## EXERCISE BRIEF
Give back only the lines from the one with "Target: algae-covered rock" through the last line of the data, exactly as they appear.

## EXTRACTED MATERIAL
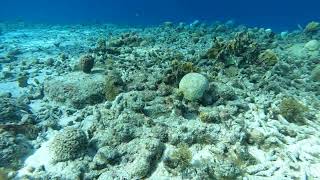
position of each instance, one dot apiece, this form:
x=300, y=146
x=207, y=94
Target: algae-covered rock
x=12, y=150
x=70, y=144
x=193, y=86
x=76, y=89
x=86, y=63
x=315, y=74
x=268, y=58
x=11, y=111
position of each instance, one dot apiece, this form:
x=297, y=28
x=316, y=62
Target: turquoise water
x=159, y=90
x=279, y=15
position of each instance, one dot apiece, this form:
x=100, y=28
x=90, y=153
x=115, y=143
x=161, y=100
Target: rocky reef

## WRITTEN SOLUTION
Target: algae-covered rock
x=12, y=150
x=70, y=144
x=193, y=86
x=76, y=89
x=86, y=63
x=315, y=74
x=268, y=58
x=11, y=111
position of each instance, one dot apiece, this form:
x=297, y=28
x=316, y=62
Target: turquoise water
x=159, y=90
x=279, y=15
position of each instance, one dot apiece, this form:
x=100, y=28
x=90, y=153
x=115, y=143
x=161, y=100
Target: rocky reef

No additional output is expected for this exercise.